**Excerpt**
<<<<

Tuba City Embraces Telehealth for Diabetes Prevention and Care

Telehealth doctor speaking with patients

In rural areas, telemedicine offers patients the opportunity to get specialty health services and physician consultations without the need for extensive travel. Rural telemedicine may be the great equalizer for rural populations, which typically experience reduced services and less favorable health outcomes compared to populations served by large medical centers.

Diabetes care is one area which needs improvement in rural Arizona. Patients frequently have to travel 1-2 hours one way in order to visit their healthcare providers. Generally, physicians like to see patients with diabetes at least four times per year. These patients also need to see a Nutritionist regularly, have eye and foot exams yearly, have blood sugar screenings regularly, and must come in for medication refills. All of these trips place a huge burden on patients, due to both time and transportation expenses.

>>>>

**Listed entries**
<<<<

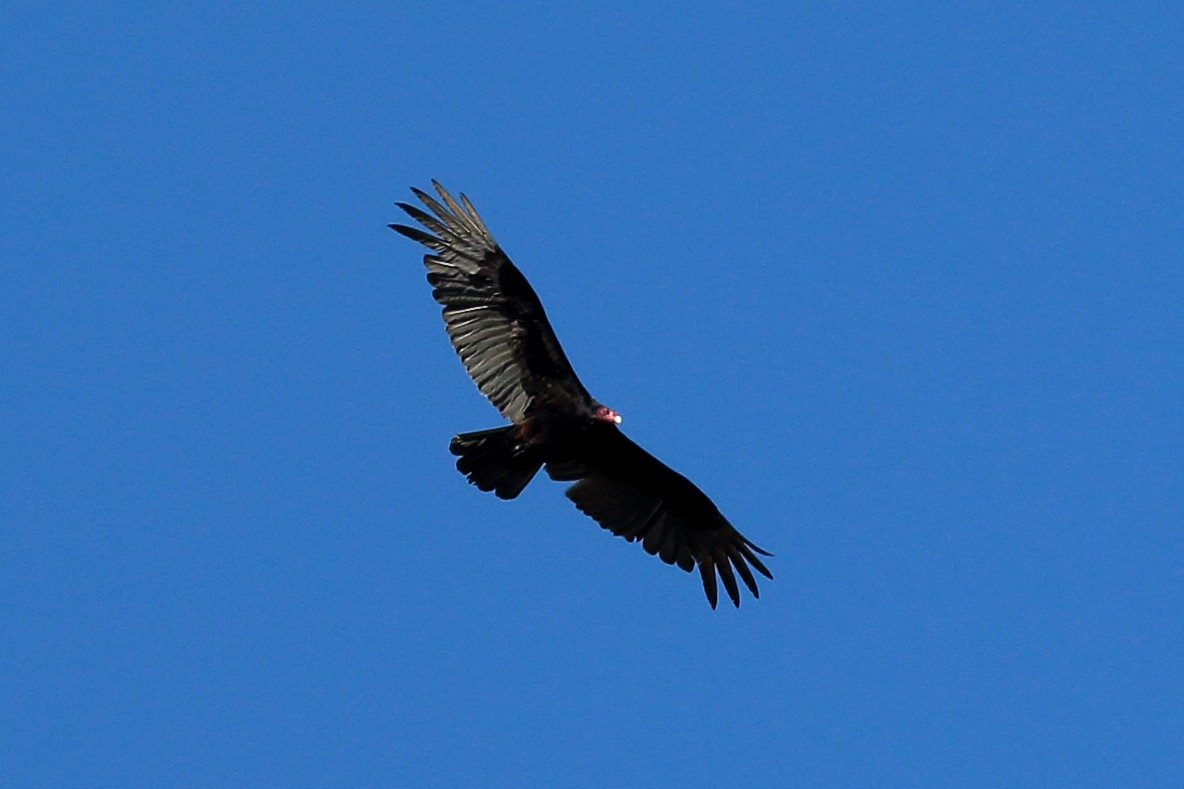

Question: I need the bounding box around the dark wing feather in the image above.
[547,423,773,608]
[391,181,591,422]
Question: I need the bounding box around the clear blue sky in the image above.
[0,2,1184,787]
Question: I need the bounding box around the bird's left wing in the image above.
[391,181,591,422]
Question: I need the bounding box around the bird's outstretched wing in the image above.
[391,180,591,422]
[547,424,773,608]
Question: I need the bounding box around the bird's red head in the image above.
[592,405,620,424]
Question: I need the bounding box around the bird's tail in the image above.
[449,425,542,499]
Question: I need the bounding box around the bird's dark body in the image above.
[391,181,773,608]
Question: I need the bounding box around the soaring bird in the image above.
[391,180,773,609]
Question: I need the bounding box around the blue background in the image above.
[0,2,1184,787]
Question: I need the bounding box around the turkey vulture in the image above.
[391,181,773,608]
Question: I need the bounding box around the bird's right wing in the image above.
[547,424,773,608]
[391,181,591,422]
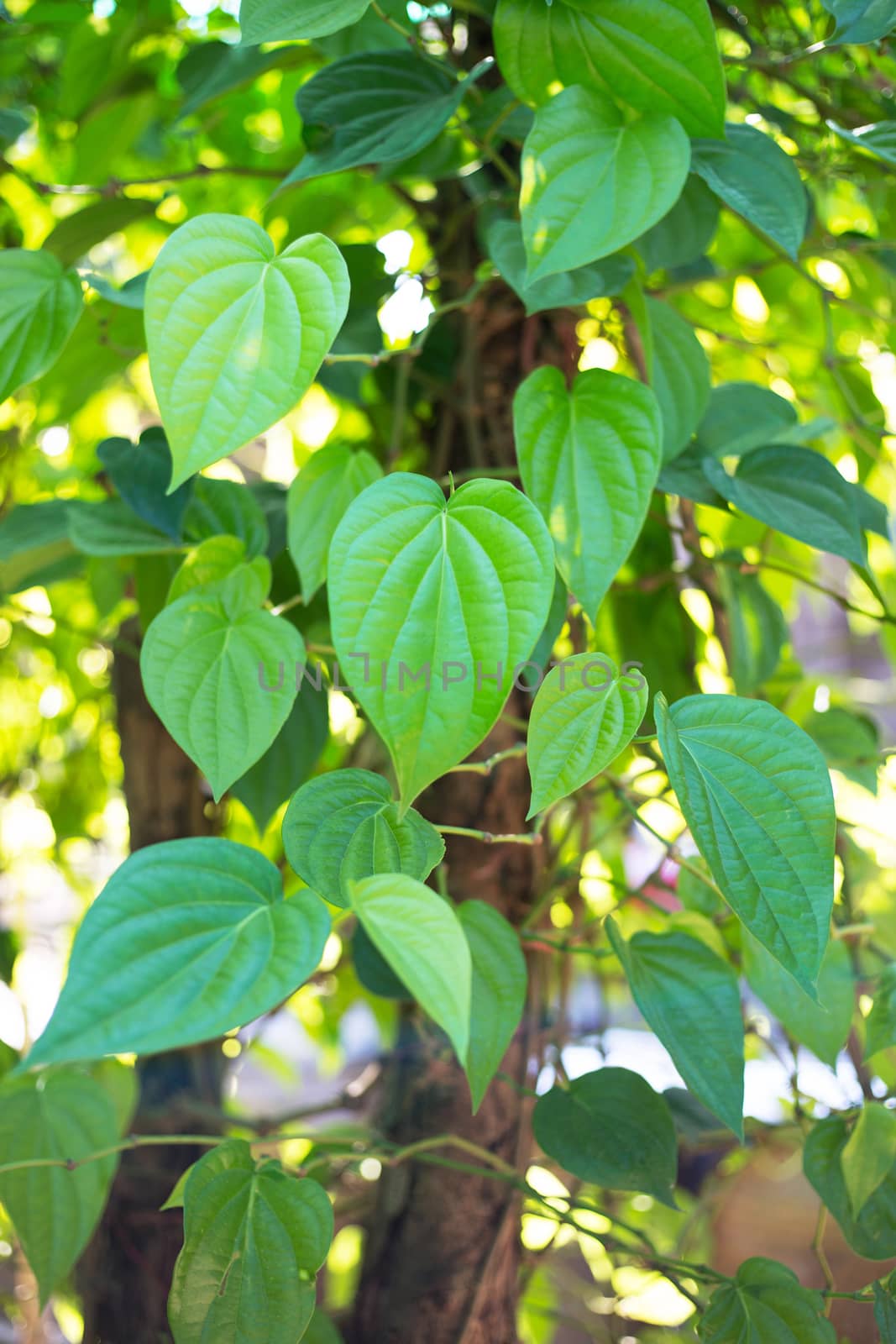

>>>>

**Task statement**
Apart from physician visits, list each kind of care that the Tuba City telehealth article says patients with diabetes need, with how often it is needed where the article says so. The material after the Tuba City telehealth article is separate from it.

**Solution**
- Seeing a Nutritionist (regularly)
- Eye exams (yearly)
- Foot exams (yearly)
- Blood sugar screenings (regularly)
- Medication refills